**EXCERPT TO READ:**
########################################
What Happened to Me in the Dark

By Jeffrey M. Anderson

It was a strange year, with not much critical consensus on the year's best films, except, astoundingly, for a specific summer blockbuster sequel. That, plus two other series reboots from the 1970s seemed to rule the critics' hearts. (We continue to look to the 1970s for inspiration; perhaps we finally found it?) There were fewer blatant Oscar-mongering works, and two of those were given a fresh coat of paint by comedy directors like Jay Roach and Adam McKay. Some of the most acclaimed films featured strong ensemble acting, and there were subsequently few standout, showboat performances in any particular movie. There were more interesting foreign films and documentaries available, animated movies continued to push the boundaries, and streaming made more things available (both good and bad). Overall, I think my favorite films this year were about acts of courage in the face of doubt. Best of all were the films about kindness and compassion, films that acknowledged both joy and sadness, both intangible and personified.

Following my top ten films, please find my ten runners-up and my ten honorable mentions, followed by great performances, my favorite DVD and Blu-ray releases, and, lastly, my list of the year's worst.

- The Top Ten -

10. Creed
If Rocky was one of the best movies of 1976, and Creed is every bit as good, then doesn't it deserve a slot here? It sure does. Director Ryan Coogler starts out his quasi-sequel with a series of strong juxtapositions, and then it becomes clear that the entire movie is roiling with conflict, from Michael B. Jordan's fights inside and outside the ring to girlfriend's Tessa Thompson's impending hearing loss. On top of it all is Sylvester Stallone, moving beyond mere movie star and giving an outright great performance.
########################################
**MATERIAL TO PROCESS:**
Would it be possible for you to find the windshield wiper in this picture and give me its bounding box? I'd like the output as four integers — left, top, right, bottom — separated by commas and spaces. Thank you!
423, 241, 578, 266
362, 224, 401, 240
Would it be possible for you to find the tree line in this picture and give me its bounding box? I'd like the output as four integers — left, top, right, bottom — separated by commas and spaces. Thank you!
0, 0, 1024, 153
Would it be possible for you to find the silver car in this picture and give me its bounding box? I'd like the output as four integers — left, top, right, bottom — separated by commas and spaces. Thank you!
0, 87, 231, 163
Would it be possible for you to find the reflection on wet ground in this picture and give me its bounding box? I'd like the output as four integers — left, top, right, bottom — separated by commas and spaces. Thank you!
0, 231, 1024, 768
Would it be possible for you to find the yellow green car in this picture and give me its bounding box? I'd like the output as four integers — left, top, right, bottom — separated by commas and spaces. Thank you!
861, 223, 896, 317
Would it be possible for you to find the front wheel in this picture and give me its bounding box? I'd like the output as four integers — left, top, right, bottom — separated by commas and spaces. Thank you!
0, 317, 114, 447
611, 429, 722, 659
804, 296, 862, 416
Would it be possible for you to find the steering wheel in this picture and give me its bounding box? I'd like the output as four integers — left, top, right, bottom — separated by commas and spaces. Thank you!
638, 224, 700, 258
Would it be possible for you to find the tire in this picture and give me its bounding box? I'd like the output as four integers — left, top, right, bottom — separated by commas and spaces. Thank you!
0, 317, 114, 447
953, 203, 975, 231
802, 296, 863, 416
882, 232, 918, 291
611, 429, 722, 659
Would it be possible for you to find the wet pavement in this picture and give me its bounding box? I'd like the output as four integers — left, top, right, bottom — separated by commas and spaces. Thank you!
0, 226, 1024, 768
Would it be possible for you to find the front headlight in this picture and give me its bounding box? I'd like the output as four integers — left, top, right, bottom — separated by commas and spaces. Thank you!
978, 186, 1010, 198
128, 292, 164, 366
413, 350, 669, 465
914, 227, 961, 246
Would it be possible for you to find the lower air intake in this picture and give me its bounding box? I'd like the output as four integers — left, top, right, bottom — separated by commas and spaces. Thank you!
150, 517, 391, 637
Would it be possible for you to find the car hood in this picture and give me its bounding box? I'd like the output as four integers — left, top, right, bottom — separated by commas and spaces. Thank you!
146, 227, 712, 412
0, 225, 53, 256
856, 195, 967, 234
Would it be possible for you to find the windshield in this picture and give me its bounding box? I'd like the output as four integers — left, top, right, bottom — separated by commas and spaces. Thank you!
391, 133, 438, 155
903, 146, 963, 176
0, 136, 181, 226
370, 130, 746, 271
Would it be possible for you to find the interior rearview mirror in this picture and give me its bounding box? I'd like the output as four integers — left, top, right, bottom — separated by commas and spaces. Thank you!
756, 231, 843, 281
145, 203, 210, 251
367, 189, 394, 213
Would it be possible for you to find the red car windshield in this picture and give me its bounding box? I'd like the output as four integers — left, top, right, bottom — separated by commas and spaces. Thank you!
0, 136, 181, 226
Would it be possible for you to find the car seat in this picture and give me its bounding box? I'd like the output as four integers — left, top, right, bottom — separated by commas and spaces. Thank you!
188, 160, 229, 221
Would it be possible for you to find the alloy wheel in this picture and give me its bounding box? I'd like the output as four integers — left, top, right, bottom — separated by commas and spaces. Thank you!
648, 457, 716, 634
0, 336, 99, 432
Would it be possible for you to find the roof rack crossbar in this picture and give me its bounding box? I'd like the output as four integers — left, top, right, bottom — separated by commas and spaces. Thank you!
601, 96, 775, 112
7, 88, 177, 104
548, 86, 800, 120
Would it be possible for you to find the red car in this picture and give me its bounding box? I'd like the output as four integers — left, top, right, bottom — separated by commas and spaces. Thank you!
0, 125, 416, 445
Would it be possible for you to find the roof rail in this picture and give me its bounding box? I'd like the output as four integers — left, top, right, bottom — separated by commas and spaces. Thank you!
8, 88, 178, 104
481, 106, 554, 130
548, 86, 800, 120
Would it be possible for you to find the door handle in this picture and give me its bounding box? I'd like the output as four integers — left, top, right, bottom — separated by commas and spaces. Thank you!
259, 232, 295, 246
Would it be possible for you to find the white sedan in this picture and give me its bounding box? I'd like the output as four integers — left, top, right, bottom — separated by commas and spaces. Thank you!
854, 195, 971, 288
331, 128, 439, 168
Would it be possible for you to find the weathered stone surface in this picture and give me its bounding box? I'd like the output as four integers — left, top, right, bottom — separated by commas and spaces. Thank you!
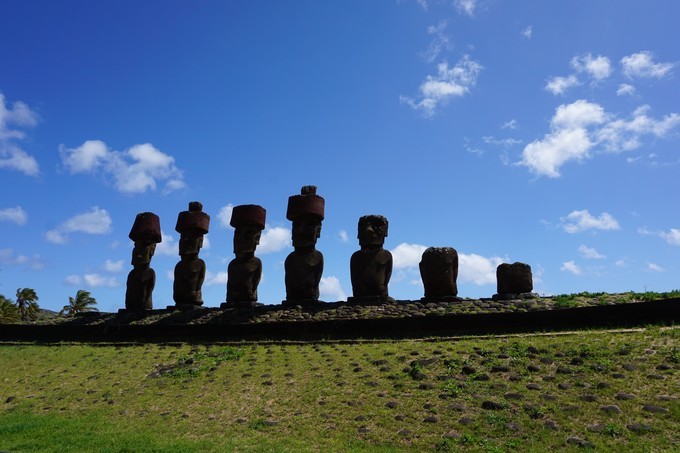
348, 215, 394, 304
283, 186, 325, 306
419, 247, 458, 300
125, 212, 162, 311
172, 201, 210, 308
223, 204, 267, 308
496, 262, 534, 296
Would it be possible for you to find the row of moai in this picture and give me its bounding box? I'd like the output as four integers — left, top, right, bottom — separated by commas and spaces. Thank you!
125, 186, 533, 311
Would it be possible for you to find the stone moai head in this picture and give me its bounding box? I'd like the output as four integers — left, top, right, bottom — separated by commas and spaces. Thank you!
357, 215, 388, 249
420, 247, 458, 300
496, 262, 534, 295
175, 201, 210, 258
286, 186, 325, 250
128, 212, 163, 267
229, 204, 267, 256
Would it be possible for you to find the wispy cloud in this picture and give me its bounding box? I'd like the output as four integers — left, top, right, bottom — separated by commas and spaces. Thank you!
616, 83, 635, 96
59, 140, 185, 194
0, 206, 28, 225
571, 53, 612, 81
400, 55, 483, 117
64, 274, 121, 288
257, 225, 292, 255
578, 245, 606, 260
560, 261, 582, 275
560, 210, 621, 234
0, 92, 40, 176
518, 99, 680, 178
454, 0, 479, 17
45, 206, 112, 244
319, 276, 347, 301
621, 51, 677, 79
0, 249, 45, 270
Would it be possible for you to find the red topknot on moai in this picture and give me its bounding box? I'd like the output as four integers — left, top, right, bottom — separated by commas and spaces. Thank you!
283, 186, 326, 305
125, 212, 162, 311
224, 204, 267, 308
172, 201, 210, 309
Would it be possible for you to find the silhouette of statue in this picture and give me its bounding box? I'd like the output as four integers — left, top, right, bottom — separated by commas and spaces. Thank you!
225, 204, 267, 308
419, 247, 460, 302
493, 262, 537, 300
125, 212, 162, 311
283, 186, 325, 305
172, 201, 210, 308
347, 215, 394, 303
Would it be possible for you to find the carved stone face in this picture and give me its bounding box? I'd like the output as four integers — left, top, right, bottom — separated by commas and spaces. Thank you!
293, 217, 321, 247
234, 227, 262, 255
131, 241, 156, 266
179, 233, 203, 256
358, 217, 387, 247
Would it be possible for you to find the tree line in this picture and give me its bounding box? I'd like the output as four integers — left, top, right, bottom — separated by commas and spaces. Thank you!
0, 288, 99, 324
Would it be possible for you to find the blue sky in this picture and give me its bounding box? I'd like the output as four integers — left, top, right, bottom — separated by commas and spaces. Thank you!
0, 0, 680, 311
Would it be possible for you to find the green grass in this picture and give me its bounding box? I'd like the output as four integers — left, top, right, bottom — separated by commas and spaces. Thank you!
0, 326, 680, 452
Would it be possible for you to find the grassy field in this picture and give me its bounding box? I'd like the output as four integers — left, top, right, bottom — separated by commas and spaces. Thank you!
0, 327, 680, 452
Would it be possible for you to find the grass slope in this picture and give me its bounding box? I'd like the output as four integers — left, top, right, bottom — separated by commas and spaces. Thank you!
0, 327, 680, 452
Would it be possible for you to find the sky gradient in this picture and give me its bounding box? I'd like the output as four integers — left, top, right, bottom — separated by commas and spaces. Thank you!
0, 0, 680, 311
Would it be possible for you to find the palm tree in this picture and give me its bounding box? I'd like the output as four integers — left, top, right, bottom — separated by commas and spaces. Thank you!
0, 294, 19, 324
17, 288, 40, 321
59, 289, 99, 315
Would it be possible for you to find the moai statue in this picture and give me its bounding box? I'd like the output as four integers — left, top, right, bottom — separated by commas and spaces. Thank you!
########################################
**THE TASKS:**
1. According to the film review, who directed Creed?
2. Turn the entries, starting with their first line and going on through the line with "362, 224, 401, 240", into a JSON list of strings with one string per line and blank lines left out.

**SOLUTIONS BY TASK:**
1. Ryan Coogler

2.
[
  "Would it be possible for you to find the windshield wiper in this picture and give me its bounding box? I'd like the output as four integers — left, top, right, bottom — separated by commas and spaces. Thank you!",
  "423, 241, 578, 266",
  "362, 224, 401, 240"
]